BAGIAN TEKS>
* * * * * * *

Sabtu, 30 Agustus 2008
50 Tahun NTT: Ironi di Era Otonomi
Oleh Alfons Nedabang
PADA awalnya daerah Swatantra Tingkat I meliputi Swa praja Flores, Sumba dan Timor. Ini untuk membedakan NTT dari daerah Swatantra Bali dan Nusa Tenggara Barat yang sebelumnya tergabung dengan nama Propinsi Sunda Kecil. Pemisahan itu terjadi 1958.
Perjuangan menjadi daerah otonom dilakukan dewan raja-raja serta masyarakat. Tentunya dengan kesadaran yang tinggi bahwa sudah waktunya NTT berdiri sendiri. Semangat pemisahan adalah untuk meningkatkan pelayanan kepada masyarakat dan mempercepat laju pembangunan daerah.

* * * * * * *

PERMINTAAN 1> Tolong ambil setiap baris catatan yang memuat kata "cabinet".
Teks dan catatan ini tidak berhubungan satu sama lain.

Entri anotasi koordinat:

* * * * * * *

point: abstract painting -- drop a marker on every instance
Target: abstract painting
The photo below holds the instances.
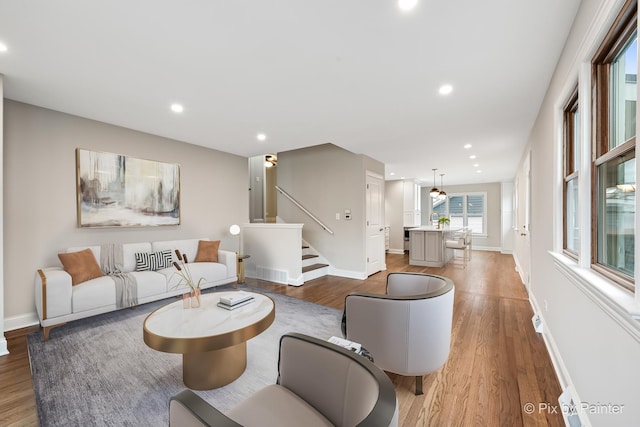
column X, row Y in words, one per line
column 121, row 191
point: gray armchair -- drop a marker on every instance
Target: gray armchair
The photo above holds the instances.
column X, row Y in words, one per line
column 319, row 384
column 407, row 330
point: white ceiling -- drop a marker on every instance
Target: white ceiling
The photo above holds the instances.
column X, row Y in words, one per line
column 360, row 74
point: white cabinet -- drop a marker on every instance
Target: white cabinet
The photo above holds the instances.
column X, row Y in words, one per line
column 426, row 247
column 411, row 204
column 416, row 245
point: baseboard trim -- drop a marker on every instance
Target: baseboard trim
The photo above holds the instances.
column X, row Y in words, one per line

* * * * * * *

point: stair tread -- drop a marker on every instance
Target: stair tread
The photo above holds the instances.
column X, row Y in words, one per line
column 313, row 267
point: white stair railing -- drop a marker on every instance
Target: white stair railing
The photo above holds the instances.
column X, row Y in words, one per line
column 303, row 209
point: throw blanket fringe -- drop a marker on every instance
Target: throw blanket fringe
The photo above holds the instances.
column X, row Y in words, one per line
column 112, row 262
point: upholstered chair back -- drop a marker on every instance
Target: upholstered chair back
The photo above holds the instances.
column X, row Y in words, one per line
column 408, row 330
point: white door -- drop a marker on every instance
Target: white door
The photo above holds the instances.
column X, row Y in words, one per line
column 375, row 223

* * * * * * *

PERMINTAAN 2> Ganti "Swatantra" dengan "Otonom" pada bagian teks tentang 50 tahun NTT, mulai dari "Sabtu, 30 Agustus" hingga dan termasuk "itu terjadi 1958.", lalu tuliskan kembali bagian itu.

JAWABAN BENAR 1>
point: white cabinet -- drop a marker on every instance
Target: white cabinet

JAWABAN BENAR 2>
Sabtu, 30 Agustus 2008
50 Tahun NTT: Ironi di Era Otonomi
Oleh Alfons Nedabang
PADA awalnya daerah Otonom Tingkat I meliputi Swa praja Flores, Sumba dan Timor. Ini untuk membedakan NTT dari daerah Otonom Bali dan Nusa Tenggara Barat yang sebelumnya tergabung dengan nama Propinsi Sunda Kecil. Pemisahan itu terjadi 1958.